Personalmente amo pensare al denaro come a energia potenziale condensata. Con quei foglietti colorati che chiamiamo ‘banconote’, o le cifre che leggo sullo schermo del mio computer o sulla mia app nel cellulare, posso ad esempio:
  • aiutare chi è in difficoltà
  • comprare un bene dal negozio sotto casa aiutando l’economia locale;
  • usufruire di un servizio che migliora la mia vita;
  • accedere a una prestazione sanitaria per me o i miei famigliari;
  • oppure posso ottenere informazioni di valore, frequentando ad esempio un corso o acquistando dei libri, migliorando la mia professionalità o apprendendone una nuova;
  • oppure ancora posso permettermi di viaggiare e accrescere la mia consapevolezza.
Insomma, aumentare le mie possibilità di agire ed essere nel mondo.

Volere e potere essere nel mondo

Ecco, è proprio questo il punto: voler essere nel mondo.
A mio giudizio, in una corretta dimensione spirituale la vita dovrebbe essere onorata in tutti i suoi aspetti, compresa la fatica e il coraggio necessari per procurarsi l’energia necessaria per mangiare, lavarsi, vestirsi, avere il proverbiale tetto sopra la testa e spostarsi per andare al lavoro o accedere ai servizi di prima necessità.
Se hai un’idea negativa del denaro, sappi che questo può essere un grave ostacolo per il tuo percorso, nel mondo e per un eventuale tua via spirituale. Ma anche nella tua realizzazione professionale.
***
Scrivi il seguito del testo sul denaro riportato sopra, ripartendo subito dopo la sua ultima frase.

■ **DATI FORNITI**
***
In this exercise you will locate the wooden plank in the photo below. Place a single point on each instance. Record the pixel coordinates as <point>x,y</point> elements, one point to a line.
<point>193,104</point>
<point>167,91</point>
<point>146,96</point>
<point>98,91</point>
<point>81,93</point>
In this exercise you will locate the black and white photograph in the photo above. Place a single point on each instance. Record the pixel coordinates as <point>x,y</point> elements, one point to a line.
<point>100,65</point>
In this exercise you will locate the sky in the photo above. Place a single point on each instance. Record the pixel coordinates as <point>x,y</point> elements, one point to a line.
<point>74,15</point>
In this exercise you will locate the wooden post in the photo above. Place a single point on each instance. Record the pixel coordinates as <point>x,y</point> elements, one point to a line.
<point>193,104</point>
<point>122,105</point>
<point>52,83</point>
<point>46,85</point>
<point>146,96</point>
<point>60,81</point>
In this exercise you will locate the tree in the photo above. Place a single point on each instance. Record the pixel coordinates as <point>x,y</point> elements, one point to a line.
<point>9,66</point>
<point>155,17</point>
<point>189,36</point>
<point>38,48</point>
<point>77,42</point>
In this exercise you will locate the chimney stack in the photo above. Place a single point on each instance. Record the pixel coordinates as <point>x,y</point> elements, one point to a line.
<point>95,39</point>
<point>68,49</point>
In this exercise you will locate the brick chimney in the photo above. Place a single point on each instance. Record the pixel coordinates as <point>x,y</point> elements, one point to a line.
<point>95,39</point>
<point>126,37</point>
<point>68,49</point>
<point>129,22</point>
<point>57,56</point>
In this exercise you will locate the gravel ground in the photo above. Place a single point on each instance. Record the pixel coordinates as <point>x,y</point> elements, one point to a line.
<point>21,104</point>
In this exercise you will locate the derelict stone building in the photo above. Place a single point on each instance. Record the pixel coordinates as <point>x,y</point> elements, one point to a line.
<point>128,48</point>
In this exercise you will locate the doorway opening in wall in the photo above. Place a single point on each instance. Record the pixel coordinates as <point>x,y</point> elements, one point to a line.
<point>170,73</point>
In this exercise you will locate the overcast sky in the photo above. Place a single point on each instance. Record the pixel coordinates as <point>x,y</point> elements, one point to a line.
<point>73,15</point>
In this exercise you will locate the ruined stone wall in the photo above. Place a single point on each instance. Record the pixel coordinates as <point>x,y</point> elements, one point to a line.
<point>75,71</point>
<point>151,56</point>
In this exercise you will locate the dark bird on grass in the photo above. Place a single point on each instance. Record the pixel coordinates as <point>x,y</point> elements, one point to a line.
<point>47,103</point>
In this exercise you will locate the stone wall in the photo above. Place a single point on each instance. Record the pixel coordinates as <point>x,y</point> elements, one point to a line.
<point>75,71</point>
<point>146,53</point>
***
■ **IL RISULTATO**
Hai difficoltà a farti pagare?

Nel caso in cui tu sia un operatore nell’ambito olistico, se non ti fai pagare per le tue prestazioni, prima o poi per mantenerti dovrai fare un altro lavoro. Anche se si tratterà di un lavoro extra, sarai comunque costretto a ridurre la qualità della tua opera e il numero di persone che potrai aiutare.
Ricordati che se non realizzi i tuoi sogni dovrai servire i sogni di qualcun altro.
Vuoi davvero questo?
Oltre a queste considerazioni ci sono almeno altri tre motivi per cui gli operatori olistici hanno a volte difficoltà a chiedere un compenso per la propria prestazione:
1. Mancanza di autostima. Non ti ritieni abbastanza efficace o pensi che il tuo lavoro sia di bassa qualità. Alcuni mascherano questo complesso chiedendo un’offerta libera, di fatto delegando agli utenti del proprio servizio non solo la definizione della qualità di quanto ricevuto, ma anche il corrispettivo economico, che potrebbe non essere all’altezza della prestazione. Inoltre si crea un sottile quanto insidioso legame tra chi offre la prestazione e chi la riceve: l’operatore si risentirà (magari solo in cuor suo), dell’offerta troppo bassa e il cliente si porterà via una sensazione di “essere in debito” e quindi i due finiranno con l’evitarsi a vicenda!
Soluzione: Pensa a quanto hai investito per imparare quello che sai e che sai fare:
tempo e soldi per la tua formazione (libri, corsi, seminari, compresi viaggi e attrezzature necessaire)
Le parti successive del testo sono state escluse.